> _STATED PROBLEM A_
Answer these questions about the query configuration page, one answer per line, marked (i), (ii), (iii) like the questions.
(i) Which argument of the CLI command is listed as optional?
(ii) In the full example, what is the total document count given for the "Field" model?
(iii) What does the generated_at field hold?
> _STATED PROBLEM B_
Pick out every line of the listing that contains the word "dark", and copy each one. Case counts.

Query Configuration

The query configuration file maps model names to ChromaDB collection names, enabling efficient multi-collection queries.

Generating Query Config

CLI Command

idxr vectorize generate-query-config \
  --partition-out-dir build/vector \
  --output query_config.json \
  --model path/to/model_registry.yaml \
  --collection-prefix my-index

Arguments:

  • --partition-out-dir (required): Directory containing partition subdirectories with resume state files
  • --output (required): Path to write query config JSON file
  • --model (required): Python module path to model registry (e.g., my_package.registry:MODEL_REGISTRY)
  • --collection-prefix (optional): Prefix to add to collection names

Python API

from indexer.vectorize_lib import generate_query_config
from pathlib import Path

config = generate_query_config(
    partition_out_dir=Path("build/vector"),
    output_path=Path("query_config.json"),
    collection_prefix="ecc-prod",
)

Config File Structure

Full Example

{
  "metadata": {
    "generated_at": "2025-10-31T10:00:00.123456",
    "total_models": 3,
    "total_collections": 5,
    "collection_prefix": "ecc-prod"
  },
  "model_to_collections": {
    "Table": {
      "collections": ["partition_00001", "partition_00002"],
      "total_documents": 450000,
      "partitions": ["partition_00001", "partition_00002"]
    },
    "Field": {
      "collections": ["partition_00002", "partition_00003", "partition_00005"],
      "total_documents": 680000,
      "partitions": ["partition_00002", "partition_00003", "partition_00005"]
    },
    "Domain": {
      "collections": ["partition_00004", "partition_00005"],
      "total_documents": 120000,
      "partitions": ["partition_00004", "partition_00005"]
    }
  },
  "collection_to_models": {
    "partition_00001": ["Table"],
    "partition_00002": ["Table", "Field"],
    "partition_00003": ["Field"],
    "partition_00004": ["Domain"],
    "partition_00005": ["Field", "Domain"]
  }
}

Field Descriptions

metadata

  • generated_at: ISO 8601 timestamp of config generation
  • total_models: Number of distinct models with indexed documents
  • total_collections: Number of ChromaDB collections (partitions)
  • collection_prefix: Optional prefix applied to collection names

model_to_collections

Mapping from model name to collection information:

  • collections: List of collection names containing this model
  • total_documents: Total document count across all collections for this model
  • partitions: List of partition names (same as collections unless prefix is used)

> _RECORDED DATA_
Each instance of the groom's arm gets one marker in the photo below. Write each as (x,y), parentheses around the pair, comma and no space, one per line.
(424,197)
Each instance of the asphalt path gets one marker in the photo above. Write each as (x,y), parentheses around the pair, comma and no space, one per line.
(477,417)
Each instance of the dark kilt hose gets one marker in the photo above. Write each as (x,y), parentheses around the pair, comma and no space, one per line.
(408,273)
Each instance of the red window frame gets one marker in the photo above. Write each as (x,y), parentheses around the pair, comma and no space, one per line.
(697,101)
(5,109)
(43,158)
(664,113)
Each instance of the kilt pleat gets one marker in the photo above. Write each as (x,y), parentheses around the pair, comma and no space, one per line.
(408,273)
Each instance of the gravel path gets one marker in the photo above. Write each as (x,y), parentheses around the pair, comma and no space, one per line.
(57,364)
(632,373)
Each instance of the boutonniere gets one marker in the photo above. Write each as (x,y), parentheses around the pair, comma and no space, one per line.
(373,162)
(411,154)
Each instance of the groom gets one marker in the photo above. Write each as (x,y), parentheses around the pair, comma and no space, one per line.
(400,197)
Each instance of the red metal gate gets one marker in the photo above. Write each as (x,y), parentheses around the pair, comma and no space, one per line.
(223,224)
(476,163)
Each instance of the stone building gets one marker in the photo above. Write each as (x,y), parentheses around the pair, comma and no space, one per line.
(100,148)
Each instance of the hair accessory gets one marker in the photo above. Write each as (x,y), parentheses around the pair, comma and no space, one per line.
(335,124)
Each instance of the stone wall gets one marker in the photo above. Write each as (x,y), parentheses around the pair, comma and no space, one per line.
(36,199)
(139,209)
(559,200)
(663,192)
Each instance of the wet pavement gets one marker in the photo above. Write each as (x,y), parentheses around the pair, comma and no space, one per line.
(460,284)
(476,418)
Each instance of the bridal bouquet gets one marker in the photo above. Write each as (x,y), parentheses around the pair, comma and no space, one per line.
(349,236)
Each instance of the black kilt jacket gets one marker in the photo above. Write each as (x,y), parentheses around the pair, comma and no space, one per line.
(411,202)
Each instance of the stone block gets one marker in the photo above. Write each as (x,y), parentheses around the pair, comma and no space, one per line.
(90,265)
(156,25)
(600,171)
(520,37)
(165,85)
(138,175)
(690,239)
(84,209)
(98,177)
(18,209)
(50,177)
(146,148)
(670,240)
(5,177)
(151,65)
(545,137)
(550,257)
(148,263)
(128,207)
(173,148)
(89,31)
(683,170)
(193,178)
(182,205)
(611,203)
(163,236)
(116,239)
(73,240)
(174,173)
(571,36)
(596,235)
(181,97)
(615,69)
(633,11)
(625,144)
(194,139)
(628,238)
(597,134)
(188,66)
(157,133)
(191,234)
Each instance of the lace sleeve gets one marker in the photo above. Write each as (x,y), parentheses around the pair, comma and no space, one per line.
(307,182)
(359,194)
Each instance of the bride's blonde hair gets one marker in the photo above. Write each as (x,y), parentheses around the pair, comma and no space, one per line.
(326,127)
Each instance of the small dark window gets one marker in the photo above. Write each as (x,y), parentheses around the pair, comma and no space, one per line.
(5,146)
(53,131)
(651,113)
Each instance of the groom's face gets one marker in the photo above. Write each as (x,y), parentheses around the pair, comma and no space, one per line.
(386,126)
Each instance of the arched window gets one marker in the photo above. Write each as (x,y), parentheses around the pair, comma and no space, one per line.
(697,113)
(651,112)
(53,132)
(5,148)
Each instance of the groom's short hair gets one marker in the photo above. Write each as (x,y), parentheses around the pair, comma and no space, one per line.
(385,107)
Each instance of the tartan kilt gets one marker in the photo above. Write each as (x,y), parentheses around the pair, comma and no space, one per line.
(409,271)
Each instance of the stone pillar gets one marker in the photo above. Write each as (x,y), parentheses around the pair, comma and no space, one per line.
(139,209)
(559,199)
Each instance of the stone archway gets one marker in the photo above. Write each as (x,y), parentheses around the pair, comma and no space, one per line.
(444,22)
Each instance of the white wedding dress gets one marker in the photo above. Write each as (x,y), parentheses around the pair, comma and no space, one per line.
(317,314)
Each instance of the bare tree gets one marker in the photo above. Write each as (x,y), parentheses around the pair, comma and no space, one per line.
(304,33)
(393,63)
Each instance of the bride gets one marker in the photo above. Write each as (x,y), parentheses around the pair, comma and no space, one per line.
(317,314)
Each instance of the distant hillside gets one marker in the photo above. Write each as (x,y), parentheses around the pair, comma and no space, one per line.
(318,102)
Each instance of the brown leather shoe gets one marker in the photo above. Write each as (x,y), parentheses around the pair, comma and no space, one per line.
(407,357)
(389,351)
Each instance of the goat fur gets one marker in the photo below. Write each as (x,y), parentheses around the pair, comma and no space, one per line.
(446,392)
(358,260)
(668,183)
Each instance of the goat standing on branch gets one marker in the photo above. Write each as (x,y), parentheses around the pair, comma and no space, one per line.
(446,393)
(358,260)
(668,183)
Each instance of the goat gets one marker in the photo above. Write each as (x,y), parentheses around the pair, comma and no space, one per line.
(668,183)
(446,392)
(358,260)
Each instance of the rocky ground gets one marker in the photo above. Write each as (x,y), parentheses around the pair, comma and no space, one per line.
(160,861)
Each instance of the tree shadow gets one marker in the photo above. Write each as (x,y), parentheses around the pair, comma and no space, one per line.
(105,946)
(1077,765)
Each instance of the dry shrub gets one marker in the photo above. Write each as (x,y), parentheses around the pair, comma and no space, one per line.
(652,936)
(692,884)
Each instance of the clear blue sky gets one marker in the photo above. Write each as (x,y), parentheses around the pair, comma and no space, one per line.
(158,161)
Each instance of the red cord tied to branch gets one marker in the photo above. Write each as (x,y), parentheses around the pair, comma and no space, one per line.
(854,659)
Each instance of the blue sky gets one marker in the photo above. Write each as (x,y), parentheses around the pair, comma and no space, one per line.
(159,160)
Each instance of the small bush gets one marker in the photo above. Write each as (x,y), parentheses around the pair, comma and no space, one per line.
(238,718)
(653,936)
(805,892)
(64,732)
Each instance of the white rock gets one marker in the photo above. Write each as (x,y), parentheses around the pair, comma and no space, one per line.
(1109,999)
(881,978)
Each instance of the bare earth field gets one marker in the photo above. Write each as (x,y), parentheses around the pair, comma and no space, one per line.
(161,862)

> _EXERCISE RESPONSE A_
(i) --collection-prefix
(ii) 680000
(iii) An ISO 8601 timestamp of config generation

> _EXERCISE RESPONSE B_
Each instance of the dark kilt hose gets one marker in the photo above. Write each as (x,y), parentheses around the pair, comma and no space, one per line.
Each instance of the small dark window gets one marker in the photo above. Write each as (x,y), parentheses around the pair, comma and no space, one per line.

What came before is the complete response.